Goal of the exercise: Word for word, retype each record shown below.

[Start of section]

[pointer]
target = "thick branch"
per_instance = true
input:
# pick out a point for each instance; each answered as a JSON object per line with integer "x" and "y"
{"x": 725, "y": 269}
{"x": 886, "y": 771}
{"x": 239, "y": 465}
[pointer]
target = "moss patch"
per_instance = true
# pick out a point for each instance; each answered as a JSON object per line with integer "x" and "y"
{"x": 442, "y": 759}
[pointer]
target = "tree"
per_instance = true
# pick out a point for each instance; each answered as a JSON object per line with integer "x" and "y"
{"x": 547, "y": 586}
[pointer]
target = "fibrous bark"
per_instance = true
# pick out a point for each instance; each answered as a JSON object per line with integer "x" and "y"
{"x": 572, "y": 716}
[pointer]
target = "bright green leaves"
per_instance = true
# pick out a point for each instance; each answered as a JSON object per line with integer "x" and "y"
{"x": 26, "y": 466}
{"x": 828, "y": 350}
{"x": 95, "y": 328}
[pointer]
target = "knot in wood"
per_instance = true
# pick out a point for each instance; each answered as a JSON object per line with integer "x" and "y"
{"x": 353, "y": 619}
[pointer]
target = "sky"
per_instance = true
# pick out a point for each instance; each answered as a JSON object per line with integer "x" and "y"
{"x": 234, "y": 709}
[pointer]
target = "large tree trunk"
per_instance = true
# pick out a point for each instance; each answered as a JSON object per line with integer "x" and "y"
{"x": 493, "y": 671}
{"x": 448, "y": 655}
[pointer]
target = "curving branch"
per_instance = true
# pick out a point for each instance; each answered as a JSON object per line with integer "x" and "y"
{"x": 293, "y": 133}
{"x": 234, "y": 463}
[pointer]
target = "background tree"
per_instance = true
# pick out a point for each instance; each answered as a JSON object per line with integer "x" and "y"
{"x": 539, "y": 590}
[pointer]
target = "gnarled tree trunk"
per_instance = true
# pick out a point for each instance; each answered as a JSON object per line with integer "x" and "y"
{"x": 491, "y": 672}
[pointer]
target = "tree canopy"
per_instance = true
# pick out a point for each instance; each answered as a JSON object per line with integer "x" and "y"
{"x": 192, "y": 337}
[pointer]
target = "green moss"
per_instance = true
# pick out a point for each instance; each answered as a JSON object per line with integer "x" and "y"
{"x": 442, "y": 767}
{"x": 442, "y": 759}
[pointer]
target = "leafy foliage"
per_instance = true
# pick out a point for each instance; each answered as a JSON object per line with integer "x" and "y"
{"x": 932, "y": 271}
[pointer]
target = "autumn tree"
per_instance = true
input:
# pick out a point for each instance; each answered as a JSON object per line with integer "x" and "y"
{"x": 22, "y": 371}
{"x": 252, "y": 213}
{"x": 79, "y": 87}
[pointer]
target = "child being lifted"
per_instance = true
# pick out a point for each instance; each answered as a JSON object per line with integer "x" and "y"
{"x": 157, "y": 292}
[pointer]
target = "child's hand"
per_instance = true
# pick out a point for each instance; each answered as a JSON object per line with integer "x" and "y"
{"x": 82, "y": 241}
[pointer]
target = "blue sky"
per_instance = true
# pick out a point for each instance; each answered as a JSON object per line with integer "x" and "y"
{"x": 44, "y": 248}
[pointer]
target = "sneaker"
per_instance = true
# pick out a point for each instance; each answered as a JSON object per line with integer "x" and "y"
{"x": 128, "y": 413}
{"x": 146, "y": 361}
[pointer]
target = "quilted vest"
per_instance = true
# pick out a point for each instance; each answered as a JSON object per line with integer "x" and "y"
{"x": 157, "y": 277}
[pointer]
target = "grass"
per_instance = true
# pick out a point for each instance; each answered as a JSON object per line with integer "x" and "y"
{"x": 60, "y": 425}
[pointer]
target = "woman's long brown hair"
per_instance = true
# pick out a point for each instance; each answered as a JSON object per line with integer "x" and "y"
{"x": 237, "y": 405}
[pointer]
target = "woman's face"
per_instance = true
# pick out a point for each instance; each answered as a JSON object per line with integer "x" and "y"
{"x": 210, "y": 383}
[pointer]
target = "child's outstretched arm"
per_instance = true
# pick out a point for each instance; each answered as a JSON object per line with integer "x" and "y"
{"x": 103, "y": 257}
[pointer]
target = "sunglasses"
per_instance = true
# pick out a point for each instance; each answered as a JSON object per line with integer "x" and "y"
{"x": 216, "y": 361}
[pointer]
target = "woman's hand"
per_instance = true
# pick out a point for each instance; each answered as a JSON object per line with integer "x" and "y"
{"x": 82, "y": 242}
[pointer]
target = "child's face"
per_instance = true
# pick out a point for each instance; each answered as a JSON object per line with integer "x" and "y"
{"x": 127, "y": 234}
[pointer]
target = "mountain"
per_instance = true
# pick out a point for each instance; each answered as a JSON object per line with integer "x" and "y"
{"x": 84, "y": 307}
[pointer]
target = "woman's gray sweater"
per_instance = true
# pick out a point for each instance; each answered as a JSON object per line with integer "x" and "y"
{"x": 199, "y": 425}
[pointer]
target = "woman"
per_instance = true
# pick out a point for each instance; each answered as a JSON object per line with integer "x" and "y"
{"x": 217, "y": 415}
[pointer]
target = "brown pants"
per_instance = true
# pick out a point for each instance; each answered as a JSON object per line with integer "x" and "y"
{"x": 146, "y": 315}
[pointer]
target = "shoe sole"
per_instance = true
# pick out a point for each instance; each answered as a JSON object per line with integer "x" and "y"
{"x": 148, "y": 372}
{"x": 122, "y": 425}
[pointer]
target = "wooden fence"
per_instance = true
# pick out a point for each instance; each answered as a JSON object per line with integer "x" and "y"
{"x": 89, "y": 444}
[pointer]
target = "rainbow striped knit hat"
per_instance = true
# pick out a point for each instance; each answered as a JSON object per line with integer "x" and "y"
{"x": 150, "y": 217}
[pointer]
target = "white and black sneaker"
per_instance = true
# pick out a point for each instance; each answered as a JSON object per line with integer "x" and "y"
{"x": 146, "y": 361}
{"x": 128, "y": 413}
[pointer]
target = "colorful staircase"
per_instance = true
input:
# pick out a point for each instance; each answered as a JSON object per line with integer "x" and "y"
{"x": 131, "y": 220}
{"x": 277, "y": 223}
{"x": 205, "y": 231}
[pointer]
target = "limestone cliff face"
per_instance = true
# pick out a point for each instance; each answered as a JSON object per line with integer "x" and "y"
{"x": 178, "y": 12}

[End of section]

Task answer:
[pointer]
target = "thick branch"
per_instance = true
input:
# pick out a point for each instance; each answered as a JSON object per line with integer "x" and "y"
{"x": 725, "y": 269}
{"x": 886, "y": 771}
{"x": 239, "y": 465}
[pointer]
target = "moss patch"
per_instance = true
# pick out a point for each instance; each answered as a JSON object per line with integer "x" and "y"
{"x": 442, "y": 759}
[pointer]
target = "tree"
per_instance = true
# pick out a point for each instance; each answered as a JSON object per line with integer "x" and "y"
{"x": 547, "y": 586}
[pointer]
target = "fibrous bark"
per_instance = true
# pick out a point for each instance; each answered as a JSON object per line with integer "x" and "y"
{"x": 572, "y": 716}
[pointer]
target = "bright green leaves"
per_instance = true
# pick out a point for each instance; each answered as a JSON object per line with integer "x" and "y"
{"x": 26, "y": 466}
{"x": 828, "y": 350}
{"x": 95, "y": 328}
[pointer]
target = "knot in wood"
per_instance = true
# pick out a point for each instance; each answered as a JSON object per line with integer "x" and "y"
{"x": 353, "y": 619}
[pointer]
target = "sky"
per_instance = true
# pick out a point for each instance; each answered as a JSON object per line with integer "x" and "y"
{"x": 234, "y": 709}
[pointer]
target = "large tree trunk"
per_instance = true
# pick out a point for each instance; each answered as a JSON object per line with integer "x" and "y"
{"x": 493, "y": 671}
{"x": 448, "y": 655}
[pointer]
target = "curving branch"
per_instance = true
# pick out a point for each instance; each answered as a JSON object per line with integer "x" and "y"
{"x": 293, "y": 133}
{"x": 234, "y": 463}
[pointer]
target = "background tree"
per_instance = true
# pick out a point for each instance; each answered as a JSON object per line with integer "x" and "y"
{"x": 539, "y": 590}
[pointer]
target = "gnarled tree trunk"
per_instance = true
# pick out a point for each instance; each answered as a JSON object per line with integer "x" and "y"
{"x": 491, "y": 672}
[pointer]
target = "tree canopy"
per_instance = true
# pick out a point for each instance; each answered as a JSON object per line with integer "x" and "y"
{"x": 192, "y": 337}
[pointer]
target = "green moss"
per_instance = true
# pick out a point for each instance; each answered as a JSON object per line with integer "x" and "y"
{"x": 442, "y": 767}
{"x": 442, "y": 759}
[pointer]
target = "leafy foliage"
per_instance = true
# pick out a point for each instance; each answered as a JSON object per line with integer "x" and "y"
{"x": 932, "y": 271}
[pointer]
target = "autumn tree"
per_instance = true
input:
# pick out a point for each instance; each answered as a JSON object per line with integer "x" and "y"
{"x": 22, "y": 371}
{"x": 252, "y": 213}
{"x": 79, "y": 87}
[pointer]
target = "child being lifted"
per_instance = true
# pick out a point for each instance; each answered as a JSON object per line with integer "x" and "y"
{"x": 157, "y": 292}
[pointer]
target = "child's hand"
per_instance = true
# pick out a point for each instance; each answered as a JSON object per line with integer "x" and "y"
{"x": 82, "y": 241}
[pointer]
target = "blue sky"
per_instance = true
# pick out a point for each instance; each answered as a JSON object per line with integer "x" and "y"
{"x": 44, "y": 248}
[pointer]
target = "sneaker"
per_instance = true
# pick out a point for each instance; each answered as a JSON object per line with integer "x" and "y"
{"x": 128, "y": 413}
{"x": 146, "y": 361}
[pointer]
target = "quilted vest"
per_instance = true
# pick out a point for each instance; each answered as a JSON object per line with integer "x" and "y"
{"x": 157, "y": 277}
[pointer]
target = "grass"
per_instance = true
# pick out a point for each instance; each answered as a JSON object per line with integer "x" and "y"
{"x": 60, "y": 425}
[pointer]
target = "woman's long brown hair"
per_instance = true
# pick out a point for each instance; each answered as a JSON object per line with integer "x" and "y"
{"x": 237, "y": 405}
[pointer]
target = "woman's face"
per_instance = true
# pick out a point for each instance; each answered as a JSON object per line with integer "x" and "y"
{"x": 210, "y": 383}
[pointer]
target = "child's outstretched arm"
per_instance = true
# pick out a point for each instance; each answered as a JSON object per line with integer "x" and "y"
{"x": 103, "y": 257}
[pointer]
target = "sunglasses"
per_instance = true
# pick out a point for each instance; each answered as a JSON object per line with integer "x" and "y"
{"x": 216, "y": 361}
[pointer]
target = "woman's hand"
per_instance = true
# pick out a point for each instance; each answered as a JSON object per line with integer "x" and "y"
{"x": 82, "y": 242}
[pointer]
target = "child's face"
per_instance = true
# pick out a point for each instance; each answered as a JSON object per line with integer "x" and "y"
{"x": 127, "y": 234}
[pointer]
target = "mountain"
per_instance = true
# pick out a point for each instance; each answered as a JSON object per line with integer "x" and "y"
{"x": 84, "y": 307}
[pointer]
target = "woman's gray sweater"
per_instance = true
# pick out a point for each instance; each answered as a JSON object per line with integer "x" and "y"
{"x": 199, "y": 425}
[pointer]
target = "woman"
per_instance = true
# pick out a point for each instance; each answered as a JSON object per line with integer "x" and "y"
{"x": 217, "y": 415}
[pointer]
target = "brown pants"
per_instance = true
# pick out a point for each instance; each answered as a JSON object per line with integer "x" and "y"
{"x": 146, "y": 315}
[pointer]
target = "shoe sole"
per_instance = true
# pick out a point for each instance; each answered as a JSON object per line with integer "x" and "y"
{"x": 148, "y": 372}
{"x": 122, "y": 425}
[pointer]
target = "wooden fence"
per_instance = true
# pick out a point for each instance; each answered as a JSON object per line with integer "x" and "y"
{"x": 89, "y": 444}
[pointer]
target = "rainbow striped knit hat"
per_instance = true
# pick out a point for each instance; each answered as a JSON object per line with integer "x" and "y"
{"x": 150, "y": 217}
[pointer]
target = "white and black sneaker"
per_instance = true
# pick out a point for each instance; each answered as a JSON object per line with integer "x" and "y"
{"x": 146, "y": 361}
{"x": 128, "y": 413}
[pointer]
target = "colorful staircase"
per_instance = true
input:
# pick out a point for each instance; each answered as a JSON object per line with integer "x" and "y"
{"x": 131, "y": 220}
{"x": 277, "y": 223}
{"x": 205, "y": 231}
[pointer]
target = "limestone cliff face"
per_instance = true
# pick out a point for each instance; each answered as a JSON object per line with integer "x" and "y"
{"x": 178, "y": 12}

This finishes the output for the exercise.